> _DOCUMENT TEXT_:

====================

Problem 2: Largest Rectangle in Histogram

Question: Given an array of integers representing the heights of bars in a histogram, find the area of the largest rectangle that can be formed within the histogram.

function largestRectangleArea(heights: number[]): number {
  const stack: number[] = []  // Stack of indices
  let maxArea = 0

  // Add sentinel value to handle remaining elements
  const h = [...heights, 0]

  for (let i = 0; i < h.length; i++) {
    // Pop bars taller than current
    while (stack.length > 0 && h[i] < h[stack[stack.length - 1]]) {
      const height = h[stack.pop()!]

      // Width extends from previous stack element to current index
      const width = stack.length === 0 ? i : i - stack[stack.length - 1] - 1

      maxArea = Math.max(maxArea, height * width)
    }
    stack.push(i)
  }

  return maxArea
}

// Example: largestRectangleArea([2, 1, 5, 6, 2, 3])
// Output: 10 (rectangle with height 5, width 2 using bars at index 2 and 3)
//
// This is a classic monotonic stack problem - we find the largest
// rectangle by determining how far each bar can extend left and right

Time & Space Complexity

Time Complexity: O(n) for most stack problems. Each element is pushed and popped at most once, giving us 2n operations total.

====================

> _DATASET CONTENT_:
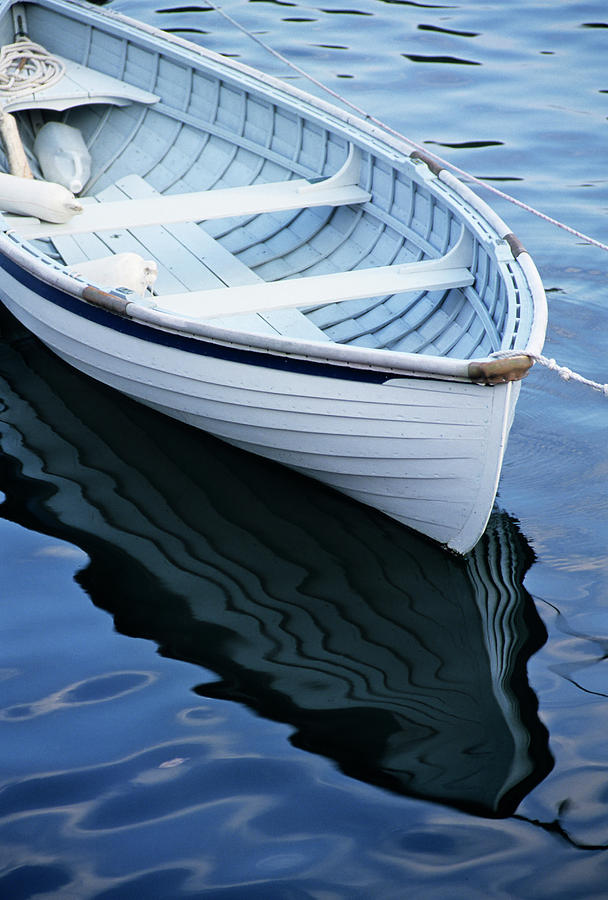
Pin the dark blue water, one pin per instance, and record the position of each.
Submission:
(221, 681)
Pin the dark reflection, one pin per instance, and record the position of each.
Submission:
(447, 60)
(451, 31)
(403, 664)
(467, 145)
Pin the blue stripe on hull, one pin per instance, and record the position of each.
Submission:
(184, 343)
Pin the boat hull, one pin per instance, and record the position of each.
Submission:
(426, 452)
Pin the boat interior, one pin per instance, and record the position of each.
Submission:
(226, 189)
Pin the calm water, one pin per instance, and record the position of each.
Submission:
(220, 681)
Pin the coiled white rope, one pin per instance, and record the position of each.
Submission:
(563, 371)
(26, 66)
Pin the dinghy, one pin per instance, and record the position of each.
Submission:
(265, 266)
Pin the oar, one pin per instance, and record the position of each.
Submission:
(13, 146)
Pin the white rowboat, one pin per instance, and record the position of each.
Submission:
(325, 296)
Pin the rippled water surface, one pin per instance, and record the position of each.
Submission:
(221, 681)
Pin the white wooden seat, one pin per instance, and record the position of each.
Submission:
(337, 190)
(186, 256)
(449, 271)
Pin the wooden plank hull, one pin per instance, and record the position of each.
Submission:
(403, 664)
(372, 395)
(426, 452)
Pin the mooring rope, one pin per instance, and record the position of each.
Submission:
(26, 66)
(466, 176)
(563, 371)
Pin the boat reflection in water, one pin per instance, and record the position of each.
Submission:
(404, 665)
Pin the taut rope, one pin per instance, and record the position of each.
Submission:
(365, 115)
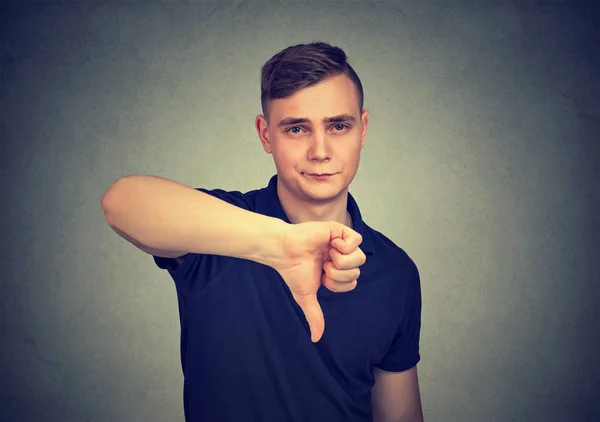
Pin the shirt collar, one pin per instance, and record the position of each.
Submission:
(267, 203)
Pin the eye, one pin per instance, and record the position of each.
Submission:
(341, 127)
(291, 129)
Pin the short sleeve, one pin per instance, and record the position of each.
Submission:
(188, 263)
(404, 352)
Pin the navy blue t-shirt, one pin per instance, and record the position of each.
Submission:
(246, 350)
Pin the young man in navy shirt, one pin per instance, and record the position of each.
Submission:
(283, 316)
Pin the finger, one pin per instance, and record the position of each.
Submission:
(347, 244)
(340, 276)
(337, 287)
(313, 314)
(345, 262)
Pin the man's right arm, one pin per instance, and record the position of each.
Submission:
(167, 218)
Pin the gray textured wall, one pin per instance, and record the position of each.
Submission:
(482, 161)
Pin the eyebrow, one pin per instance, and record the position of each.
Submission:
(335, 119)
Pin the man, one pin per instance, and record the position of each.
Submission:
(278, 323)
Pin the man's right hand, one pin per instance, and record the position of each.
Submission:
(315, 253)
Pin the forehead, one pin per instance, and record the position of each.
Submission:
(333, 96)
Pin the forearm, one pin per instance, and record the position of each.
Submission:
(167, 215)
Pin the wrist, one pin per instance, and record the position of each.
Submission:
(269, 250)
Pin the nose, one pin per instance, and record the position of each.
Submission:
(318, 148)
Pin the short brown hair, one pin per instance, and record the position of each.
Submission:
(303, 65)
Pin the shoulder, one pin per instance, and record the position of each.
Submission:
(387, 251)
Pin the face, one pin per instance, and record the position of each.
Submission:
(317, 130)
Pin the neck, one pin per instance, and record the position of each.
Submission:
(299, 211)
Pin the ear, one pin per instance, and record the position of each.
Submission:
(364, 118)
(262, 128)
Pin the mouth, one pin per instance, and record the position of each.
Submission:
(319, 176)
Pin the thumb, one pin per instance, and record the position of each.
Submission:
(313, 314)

====================

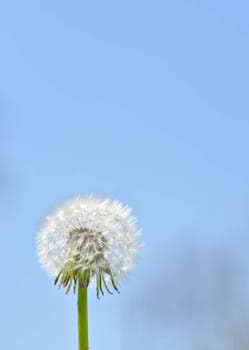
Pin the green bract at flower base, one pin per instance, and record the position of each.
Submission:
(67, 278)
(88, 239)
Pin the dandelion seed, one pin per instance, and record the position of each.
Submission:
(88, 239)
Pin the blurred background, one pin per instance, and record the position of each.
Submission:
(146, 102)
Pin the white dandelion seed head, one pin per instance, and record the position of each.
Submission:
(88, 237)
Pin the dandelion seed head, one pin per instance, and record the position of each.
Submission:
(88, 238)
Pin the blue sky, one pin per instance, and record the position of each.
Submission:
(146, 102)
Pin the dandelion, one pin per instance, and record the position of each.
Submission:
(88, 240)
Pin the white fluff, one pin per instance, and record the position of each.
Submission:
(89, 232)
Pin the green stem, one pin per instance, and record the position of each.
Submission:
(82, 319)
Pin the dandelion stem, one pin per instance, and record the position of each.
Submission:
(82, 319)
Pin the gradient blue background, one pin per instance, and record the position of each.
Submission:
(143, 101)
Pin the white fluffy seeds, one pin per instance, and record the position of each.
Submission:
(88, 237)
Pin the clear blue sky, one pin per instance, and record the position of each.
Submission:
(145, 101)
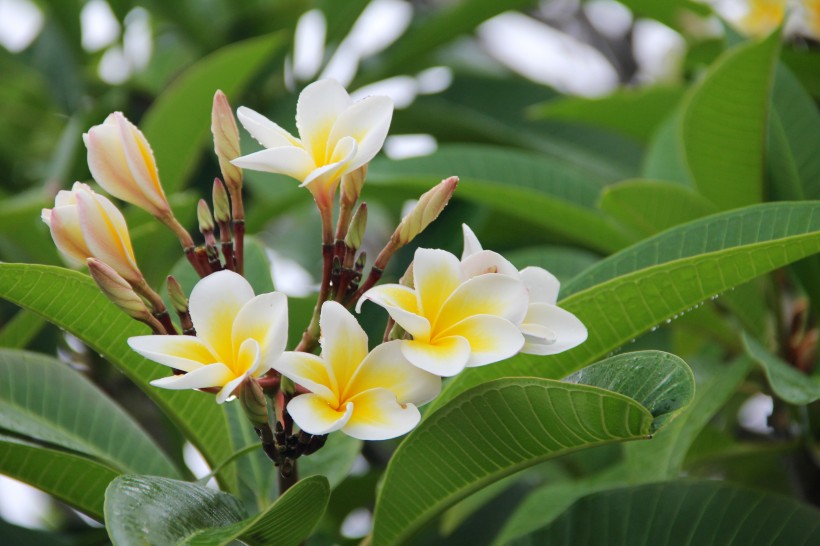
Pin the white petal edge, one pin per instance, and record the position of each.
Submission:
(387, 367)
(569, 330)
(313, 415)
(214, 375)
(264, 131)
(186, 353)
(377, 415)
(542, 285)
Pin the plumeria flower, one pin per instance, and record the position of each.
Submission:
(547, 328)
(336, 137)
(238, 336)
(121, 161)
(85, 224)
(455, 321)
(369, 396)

====================

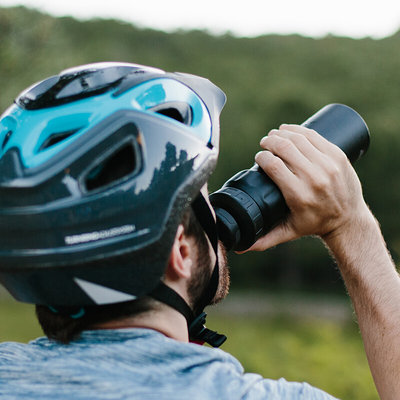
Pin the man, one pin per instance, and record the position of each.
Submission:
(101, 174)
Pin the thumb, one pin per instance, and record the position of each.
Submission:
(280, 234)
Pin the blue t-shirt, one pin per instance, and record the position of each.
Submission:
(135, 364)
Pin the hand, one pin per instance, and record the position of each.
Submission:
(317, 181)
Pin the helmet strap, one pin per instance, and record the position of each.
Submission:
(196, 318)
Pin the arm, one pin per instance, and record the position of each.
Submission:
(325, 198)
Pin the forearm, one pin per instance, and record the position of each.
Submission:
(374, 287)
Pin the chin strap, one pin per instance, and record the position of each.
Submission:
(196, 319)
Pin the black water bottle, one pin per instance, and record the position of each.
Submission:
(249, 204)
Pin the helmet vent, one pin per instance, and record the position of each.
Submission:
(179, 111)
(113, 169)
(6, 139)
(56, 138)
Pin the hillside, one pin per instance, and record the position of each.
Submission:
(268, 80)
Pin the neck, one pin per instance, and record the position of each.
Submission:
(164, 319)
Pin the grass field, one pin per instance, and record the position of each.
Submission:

====================

> _REQUIREMENT 1_:
Transcribe the whole text on the largest rectangle in a histogram, character for character.
> _REQUIREMENT 2_:
Find each line of the records containing the word "rope", and copy those lines out.

> _EXERCISE RESULT 1_:
Problem 2: Largest Rectangle in Histogram

Question: Given an array of integers representing the heights of bars in a histogram, find the area of the largest rectangle that can be formed within the histogram.

function largestRectangleArea(heights: number[]): number {
  const stack: number[] = []  // Stack of indices
  let maxArea = 0

  // Add sentinel value to handle remaining elements
  const h = [...heights, 0]

  for (let i = 0; i < h.length; i++) {
    // Pop bars taller than current
    while (stack.length > 0 && h[i] < h[stack[stack.length - 1]]) {
      const height = h[stack.pop()!]

      // Width extends from previous stack element to current index
      const width = stack.length === 0 ? i : i - stack[stack.length - 1] - 1

      maxArea = Math.max(maxArea, height * width)
    }
    stack.push(i)
  }

  return maxArea
}

// Example: largestRectangleArea([2, 1, 5, 6, 2, 3])
// Output: 10 (rectangle with height 5, width 2 using bars at index 2 and 3)
//
// This is a classic monotonic stack problem - we find the largest
// rectangle by determining how far each bar can extend left and right

Time & Space Complexity

Time Complexity: O(n) for most stack problems. Each element is pushed and popped at most once, giving us 2n operations total.

> _EXERCISE RESULT 2_:
Pin the coiled white rope, one pin per instance, and record the position of each.
Pin the mooring rope, one pin per instance, and record the position of each.
Pin the taut rope, one pin per instance, and record the position of each.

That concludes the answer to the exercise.